GIVEN PROBLEM: Could you write out all of the lines below again with each "one point per instance" replaced by "one point per item" and nothing else changed? Leave the pictures out.
☆ ☆ ☆ ☆ ☆ ☆ ☆
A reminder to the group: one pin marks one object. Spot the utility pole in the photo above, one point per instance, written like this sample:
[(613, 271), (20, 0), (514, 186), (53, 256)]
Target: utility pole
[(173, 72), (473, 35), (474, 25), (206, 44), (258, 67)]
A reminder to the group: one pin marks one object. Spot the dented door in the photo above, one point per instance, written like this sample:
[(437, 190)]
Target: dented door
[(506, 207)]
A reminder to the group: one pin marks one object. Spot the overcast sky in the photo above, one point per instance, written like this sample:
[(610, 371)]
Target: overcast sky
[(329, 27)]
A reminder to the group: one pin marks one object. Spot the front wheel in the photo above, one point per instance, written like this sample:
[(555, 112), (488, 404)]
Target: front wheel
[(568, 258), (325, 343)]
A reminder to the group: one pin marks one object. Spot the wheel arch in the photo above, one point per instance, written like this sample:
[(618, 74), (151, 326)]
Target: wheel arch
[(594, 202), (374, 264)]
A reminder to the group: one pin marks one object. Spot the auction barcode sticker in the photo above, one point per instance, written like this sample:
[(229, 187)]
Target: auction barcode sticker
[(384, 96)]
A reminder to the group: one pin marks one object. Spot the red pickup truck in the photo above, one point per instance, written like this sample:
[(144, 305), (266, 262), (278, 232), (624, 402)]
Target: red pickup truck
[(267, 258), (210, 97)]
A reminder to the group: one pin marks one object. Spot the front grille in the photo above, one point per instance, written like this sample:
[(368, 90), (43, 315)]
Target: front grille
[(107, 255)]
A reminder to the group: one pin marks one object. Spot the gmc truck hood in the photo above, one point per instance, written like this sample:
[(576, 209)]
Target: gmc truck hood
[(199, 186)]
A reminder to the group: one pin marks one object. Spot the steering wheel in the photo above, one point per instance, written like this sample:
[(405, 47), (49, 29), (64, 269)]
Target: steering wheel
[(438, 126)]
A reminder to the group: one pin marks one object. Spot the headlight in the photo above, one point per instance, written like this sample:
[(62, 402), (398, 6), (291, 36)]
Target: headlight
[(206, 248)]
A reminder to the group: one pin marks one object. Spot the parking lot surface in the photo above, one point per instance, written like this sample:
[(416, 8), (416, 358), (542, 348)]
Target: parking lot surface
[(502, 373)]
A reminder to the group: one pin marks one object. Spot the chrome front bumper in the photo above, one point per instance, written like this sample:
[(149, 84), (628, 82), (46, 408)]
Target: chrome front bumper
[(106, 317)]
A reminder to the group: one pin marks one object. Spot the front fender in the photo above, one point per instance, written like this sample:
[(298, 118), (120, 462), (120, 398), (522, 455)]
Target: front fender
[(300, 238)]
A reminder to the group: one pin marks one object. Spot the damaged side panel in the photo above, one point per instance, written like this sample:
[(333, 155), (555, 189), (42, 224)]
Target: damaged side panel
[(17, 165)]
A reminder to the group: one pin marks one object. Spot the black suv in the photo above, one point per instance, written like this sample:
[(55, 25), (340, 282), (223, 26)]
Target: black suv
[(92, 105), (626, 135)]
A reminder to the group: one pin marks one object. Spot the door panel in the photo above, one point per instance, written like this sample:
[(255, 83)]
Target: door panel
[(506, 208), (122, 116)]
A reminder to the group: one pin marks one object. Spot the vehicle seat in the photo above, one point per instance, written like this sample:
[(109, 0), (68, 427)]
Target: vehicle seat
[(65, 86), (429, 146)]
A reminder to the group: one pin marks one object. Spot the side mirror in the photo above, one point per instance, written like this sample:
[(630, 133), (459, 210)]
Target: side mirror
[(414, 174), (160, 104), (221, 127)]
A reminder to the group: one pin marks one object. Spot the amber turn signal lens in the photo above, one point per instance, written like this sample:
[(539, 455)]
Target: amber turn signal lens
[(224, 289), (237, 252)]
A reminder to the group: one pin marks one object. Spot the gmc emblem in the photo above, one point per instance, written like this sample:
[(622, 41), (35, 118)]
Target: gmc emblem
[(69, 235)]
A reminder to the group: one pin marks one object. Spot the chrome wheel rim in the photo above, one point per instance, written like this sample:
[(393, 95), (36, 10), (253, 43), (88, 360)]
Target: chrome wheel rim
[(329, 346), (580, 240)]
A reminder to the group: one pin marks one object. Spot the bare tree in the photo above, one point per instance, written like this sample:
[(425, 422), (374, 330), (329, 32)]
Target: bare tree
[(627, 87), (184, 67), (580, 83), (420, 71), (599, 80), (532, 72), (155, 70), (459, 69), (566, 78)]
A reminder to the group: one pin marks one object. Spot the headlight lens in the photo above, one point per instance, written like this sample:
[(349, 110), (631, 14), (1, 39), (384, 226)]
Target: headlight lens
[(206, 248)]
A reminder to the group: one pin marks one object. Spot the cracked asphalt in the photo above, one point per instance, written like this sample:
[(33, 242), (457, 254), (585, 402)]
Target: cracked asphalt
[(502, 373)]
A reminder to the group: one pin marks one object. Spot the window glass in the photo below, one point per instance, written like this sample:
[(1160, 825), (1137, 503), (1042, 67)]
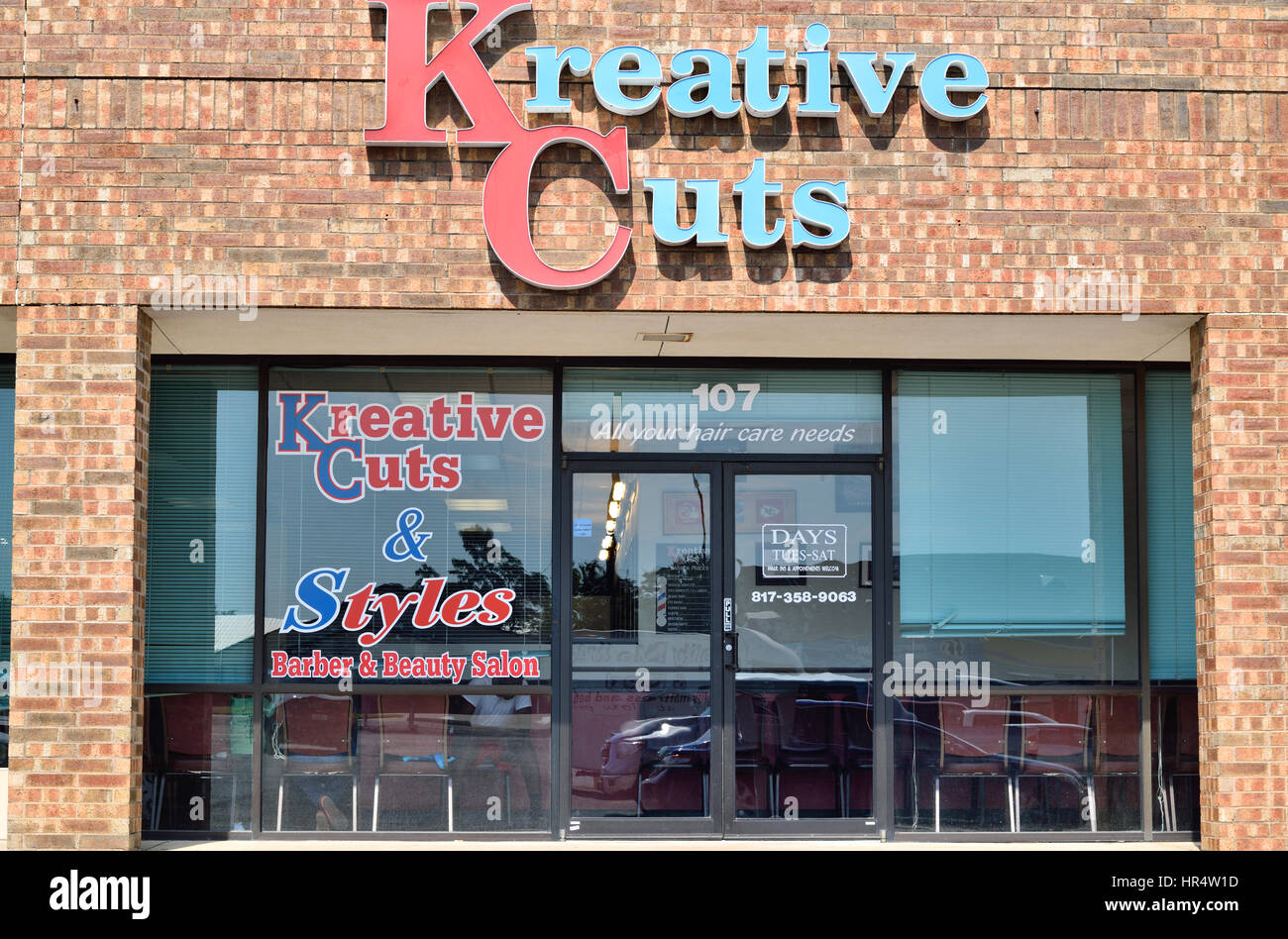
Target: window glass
[(197, 762), (1010, 547), (7, 375), (720, 411), (202, 463), (1170, 497), (408, 526), (1018, 763)]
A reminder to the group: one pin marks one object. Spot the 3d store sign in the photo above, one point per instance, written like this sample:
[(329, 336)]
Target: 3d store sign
[(702, 82)]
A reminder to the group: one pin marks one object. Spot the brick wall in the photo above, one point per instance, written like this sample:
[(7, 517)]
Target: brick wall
[(1240, 488), (80, 475)]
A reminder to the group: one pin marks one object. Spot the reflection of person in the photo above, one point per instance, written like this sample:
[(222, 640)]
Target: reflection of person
[(500, 732)]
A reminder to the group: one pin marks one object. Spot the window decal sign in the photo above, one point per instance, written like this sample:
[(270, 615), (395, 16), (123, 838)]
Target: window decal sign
[(703, 81), (803, 550), (346, 472)]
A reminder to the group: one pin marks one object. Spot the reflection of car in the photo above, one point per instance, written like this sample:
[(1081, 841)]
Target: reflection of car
[(640, 746)]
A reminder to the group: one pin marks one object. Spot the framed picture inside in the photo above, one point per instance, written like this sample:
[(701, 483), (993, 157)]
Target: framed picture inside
[(684, 513)]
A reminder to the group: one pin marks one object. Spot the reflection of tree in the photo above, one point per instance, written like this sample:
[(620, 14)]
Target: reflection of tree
[(489, 566)]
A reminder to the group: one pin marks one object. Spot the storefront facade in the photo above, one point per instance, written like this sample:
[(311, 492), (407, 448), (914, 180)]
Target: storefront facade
[(722, 421)]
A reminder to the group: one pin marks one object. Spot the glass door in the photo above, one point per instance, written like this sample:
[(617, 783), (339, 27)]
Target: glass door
[(645, 702), (803, 598)]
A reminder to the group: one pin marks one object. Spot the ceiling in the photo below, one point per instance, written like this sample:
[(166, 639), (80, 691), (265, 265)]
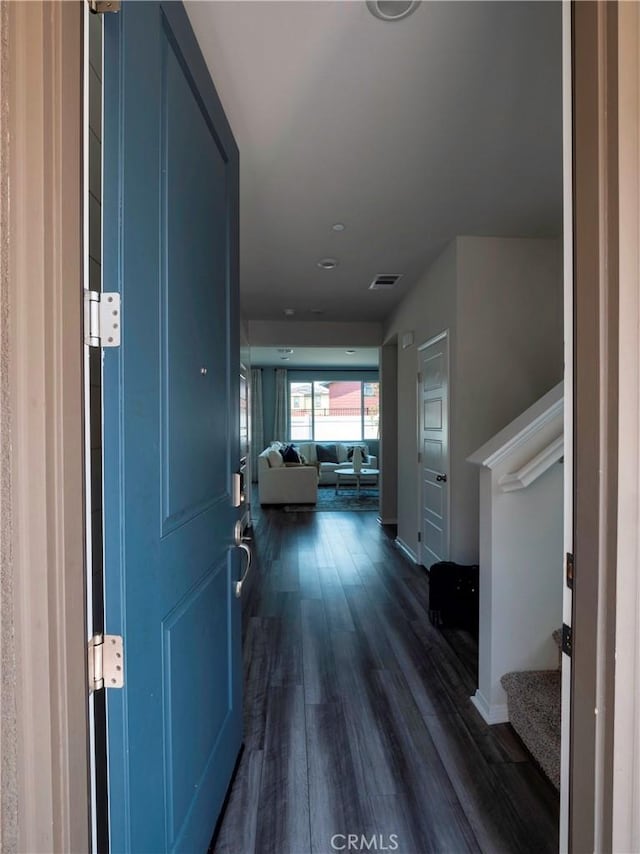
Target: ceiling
☆ ☆ ☆ ☆ ☆ ☆ ☆
TASK OUTPUT:
A reminder to the group: one pin marks one object. Spot the utility pole in the photo above, one point per item, written like this sample:
[(613, 271), (20, 0), (514, 186), (53, 256)]
Target: utility pole
[(173, 72), (473, 35), (474, 25), (206, 44), (258, 67)]
A reminder to the group: one pin marks one object. Spot the dented door in the photo above, one point per item, written like this sample:
[(437, 190)]
Target: dented door
[(506, 207)]
A reminder to the group: one pin marks one object. Spot the overcast sky in the photo above, one point per item, written like this sample:
[(610, 371)]
Target: overcast sky
[(329, 27)]
A reminder to the group: one pin marks one object. Spot the front wheel in the photo above, one point per item, written like this sample:
[(555, 112), (488, 404)]
Target: front wheel
[(568, 258), (325, 343)]
A reminder to the group: one pin marks one object. Spot the wheel arch in the photo above, one point per item, written like this sample:
[(618, 74), (151, 326)]
Target: wheel arch
[(594, 202), (374, 264)]
A reminder to the group: one pin marks one object. Spot the auction barcode sticker in the photo above, one point per item, written like this sample:
[(229, 187)]
Target: auction barcode sticker
[(384, 96)]
A reminder to the group: one pin marks one object. Spot the red pickup truck in the photo above, one point per item, written like this sample:
[(144, 305), (266, 262), (278, 232), (624, 402)]
Target: red pickup truck
[(267, 258), (210, 97)]
A reminder to the group: one pin marks one object. Spot the front grille in the photo above, one point per item, written like this sample:
[(368, 90), (43, 315)]
Target: front grille
[(107, 255)]
A reminder to the group: one pin marks one object. Spot the gmc truck hood in the photo above, one point per item, written like this sample:
[(576, 209)]
Target: gmc truck hood
[(199, 186)]
A reminder to the group: one pin marks one object. Spot the steering wheel in the photo above, one point per item, written like this sample:
[(405, 47), (49, 29), (64, 269)]
Target: steering wheel
[(438, 126)]
A reminder to the group: one pin marks one object. Spot the headlight in the photo above, one point per item, written like this sample:
[(62, 402), (398, 6), (291, 36)]
Target: headlight
[(206, 248)]
A reminder to the group: one pin marks one object. Spot the parking lot surface in the photo above, one point per item, written like this sample:
[(416, 8), (416, 358), (542, 348)]
Target: parking lot surface
[(502, 373)]
A reminder to the group: one pin marks one object. Spot the chrome front bumper in the photo above, one point per item, written like this sample:
[(149, 84), (628, 82), (46, 408)]
Target: chrome front bumper
[(106, 317)]
A reminder to the group: one pin marks one object. Spot the front fender in the photo above, one point per item, written like this sample:
[(298, 118), (120, 462), (120, 398), (522, 455)]
Target: front fender
[(300, 238)]
A reminder to the group: one pin marks one object. Spot the damaged side panel in the photo above, one point per item, written like this sample:
[(333, 155), (555, 189), (42, 224)]
Target: damaged side panel
[(17, 165)]
A reminder to the group: one pin marks one object. Spot the black suv in the photo above, one point per item, written like this sample:
[(55, 25), (340, 282), (223, 26)]
Target: black suv
[(92, 105), (626, 135)]
A reminder to the group: one pin marks one object. Spot the door panel in the photo above, one point per item, written like this sample:
[(255, 83)]
Target: door panel
[(506, 208), (122, 116)]
A reminder to the group: one pin marks one object. Spot the vehicle seat in the photo above, one point per item, written like this sample:
[(109, 0), (68, 427)]
Target: vehicle seat
[(65, 86), (429, 146)]
A reminder to the group: one pin marks one object. Spot the side mirror in the photo above, one point per item, written like this sample:
[(630, 133), (459, 210)]
Target: side mirror
[(414, 174), (160, 104), (221, 127)]
A reminder to the group: one pin marks one object. Spot the amber turn signal lens in the photo above, one point per item, written like this sample:
[(539, 455)]
Target: amber turn signal lens
[(224, 289), (237, 252)]
A reminder to the group: one pin marks one object. Spot the gmc emblem in the photo above, one point per item, written like this sample:
[(622, 41), (35, 118)]
Target: gmc emblem
[(69, 235)]
A reminder to the group: one pin marks one object. Spot the chrome wheel rim in the photo above, one point per item, written like this sample:
[(393, 95), (36, 10), (253, 43), (88, 360)]
Target: chrome wheel rim
[(329, 346), (580, 240)]
A reminder to the group: one pin marks one object. Spot the bare tree in the photo above, one point per item, written like this sample:
[(425, 422), (374, 330), (329, 32)]
Target: bare tree
[(627, 87), (184, 67), (580, 83), (420, 71), (599, 80), (532, 72), (155, 70), (459, 69), (566, 78)]
A reminder to the group: one pin marks one object. Spot the headlight lens in the photo above, one point per item, written like this sample:
[(349, 110), (631, 14), (1, 39), (384, 226)]
Target: headlight lens
[(206, 248)]
A reminder to the group: one pin marks one object. Spot the cracked asphalt in the photo above, one point per item, written like this sample:
[(33, 242), (457, 254), (585, 402)]
Target: cracked asphalt
[(502, 373)]
A reminder to the group: one pin marks one object. Spot the window glass in the photo below, one point per item, written like this sample:
[(1160, 825), (1137, 503), (1042, 67)]
Target: window glass
[(197, 762), (1010, 547), (7, 375), (720, 411), (202, 463), (1170, 497), (408, 526), (1018, 763)]
A reminder to the group: one pin marks one object. Spot the 3d store sign in the photo above, one point per item, written like this sample:
[(329, 336)]
Target: 3d store sign
[(702, 82)]
A reminder to the group: one pin marks one object. Spot the brick wall in the photo above, one point per item, written like this sample:
[(7, 517)]
Target: brick wall
[(1240, 488), (80, 475)]
A reminder to the group: one pin marks one object. Spot the reflection of person in the photo above, one point per item, written like this sample:
[(222, 640)]
Target: reflection of person
[(500, 732)]
A reminder to the group: one pin marks one object. Spot the window decal sign in the photo above, one point per item, written like this sample:
[(270, 615), (395, 16), (123, 838)]
Target: window decal sign
[(703, 81), (803, 550), (346, 472)]
A reminder to the group: one pin marks one object. Spot the reflection of car in the photo above, one point per item, written like this sample:
[(1081, 841)]
Target: reflection of car
[(640, 746)]
A reminder to the group: one pin marks one object. Spot the framed picture inside in the photo above, one point per item, written like this sample:
[(701, 483), (993, 157)]
Target: framed picture inside
[(684, 513)]
A reminder to the group: one pin marks one object. Spot the reflection of tree in the photo above, one point per item, written like this sample:
[(620, 14)]
Target: reflection of tree
[(489, 566)]
A reminder to the group: one pin marks one object. Spot the storefront facade in the photo above, one point per item, written like this sample:
[(311, 492), (407, 448), (914, 180)]
Target: storefront facade
[(722, 421)]
A reminder to the group: one pin marks one object. Spot the glass door in the photo above, one point per item, written like this sample:
[(617, 783), (339, 27)]
Target: glass door
[(645, 702), (803, 598)]
A reminder to the group: one pin marks one object. Spot the ceiling in the photo below, one point per item, written like this sample:
[(166, 639), (80, 691), (265, 265)]
Target: ceiling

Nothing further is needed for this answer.